> _Exercise requirements_: Rewrite each line of the material in full, from the line with "Below you will" up to and including the line with "(77, 195), (138, 222)", offsetting every coordinate in the answer boxes by adding 42. The sample coordinates that show the answer format stay unchanged.

> _Supplied material_:
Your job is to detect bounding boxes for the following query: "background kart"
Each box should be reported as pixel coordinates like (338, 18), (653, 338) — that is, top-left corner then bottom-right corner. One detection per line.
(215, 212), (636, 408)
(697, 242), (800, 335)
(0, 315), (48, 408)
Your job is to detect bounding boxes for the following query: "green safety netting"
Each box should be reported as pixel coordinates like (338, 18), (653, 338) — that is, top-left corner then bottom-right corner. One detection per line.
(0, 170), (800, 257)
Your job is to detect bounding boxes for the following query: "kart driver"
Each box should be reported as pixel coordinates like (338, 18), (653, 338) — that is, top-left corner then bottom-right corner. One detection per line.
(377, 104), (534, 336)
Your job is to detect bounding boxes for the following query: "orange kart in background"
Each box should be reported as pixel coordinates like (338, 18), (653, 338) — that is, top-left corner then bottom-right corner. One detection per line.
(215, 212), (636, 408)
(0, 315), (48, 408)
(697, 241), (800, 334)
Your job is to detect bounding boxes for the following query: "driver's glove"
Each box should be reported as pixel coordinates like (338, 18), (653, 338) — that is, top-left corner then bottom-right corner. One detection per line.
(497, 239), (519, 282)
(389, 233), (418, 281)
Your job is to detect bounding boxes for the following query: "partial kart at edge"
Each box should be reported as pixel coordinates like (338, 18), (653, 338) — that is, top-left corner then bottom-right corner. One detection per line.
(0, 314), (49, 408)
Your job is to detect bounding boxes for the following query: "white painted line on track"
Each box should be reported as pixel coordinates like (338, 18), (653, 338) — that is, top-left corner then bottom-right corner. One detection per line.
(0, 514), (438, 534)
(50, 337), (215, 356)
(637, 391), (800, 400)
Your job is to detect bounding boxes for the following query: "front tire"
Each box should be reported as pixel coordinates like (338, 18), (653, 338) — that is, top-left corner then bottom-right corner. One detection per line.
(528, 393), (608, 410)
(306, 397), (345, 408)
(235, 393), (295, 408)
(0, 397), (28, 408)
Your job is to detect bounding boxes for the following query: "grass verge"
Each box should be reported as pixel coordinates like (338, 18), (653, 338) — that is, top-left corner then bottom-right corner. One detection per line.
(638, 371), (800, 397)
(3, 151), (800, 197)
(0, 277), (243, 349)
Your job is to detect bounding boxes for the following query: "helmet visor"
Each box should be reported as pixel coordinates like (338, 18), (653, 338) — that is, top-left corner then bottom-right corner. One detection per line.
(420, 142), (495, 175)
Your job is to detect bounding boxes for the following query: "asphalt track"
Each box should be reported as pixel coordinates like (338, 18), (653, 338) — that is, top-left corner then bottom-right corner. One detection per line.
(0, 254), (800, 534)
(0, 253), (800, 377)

==

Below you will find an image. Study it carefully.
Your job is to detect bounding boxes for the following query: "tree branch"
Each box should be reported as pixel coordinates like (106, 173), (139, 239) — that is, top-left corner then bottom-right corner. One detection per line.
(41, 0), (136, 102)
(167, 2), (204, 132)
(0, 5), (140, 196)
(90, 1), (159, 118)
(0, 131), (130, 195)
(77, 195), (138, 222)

---

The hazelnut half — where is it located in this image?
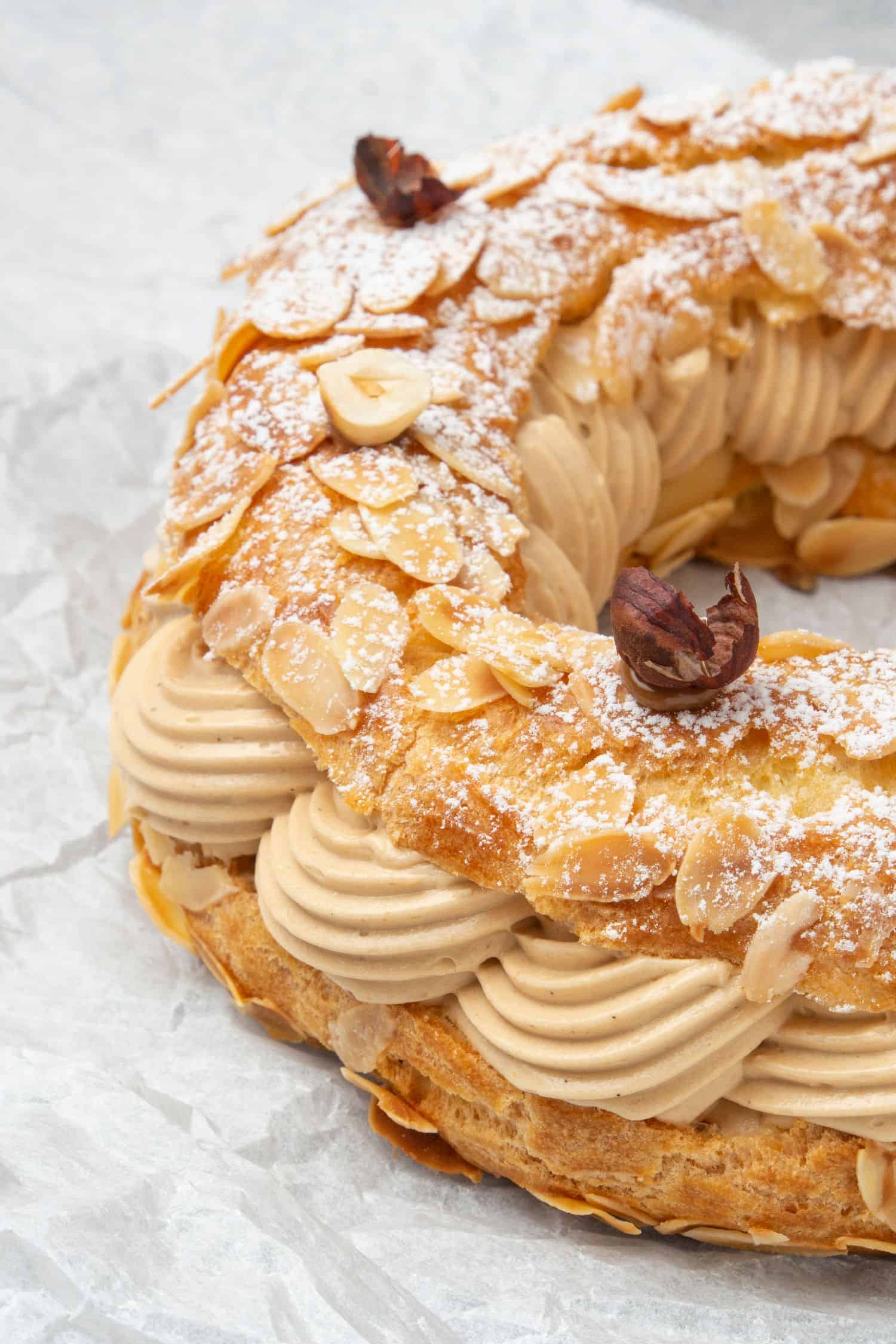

> _In response_:
Below you will find an image. Study it carefully.
Your job is to detect bounding boxes for the following query: "tree branch"
Each box should be reported as pixel coordinates like (106, 173), (139, 239) — that is, top-left corner then bottom-right corner. One detection per line.
(83, 42), (178, 144)
(209, 44), (246, 174)
(42, 47), (182, 238)
(132, 43), (201, 160)
(42, 173), (172, 237)
(119, 237), (180, 264)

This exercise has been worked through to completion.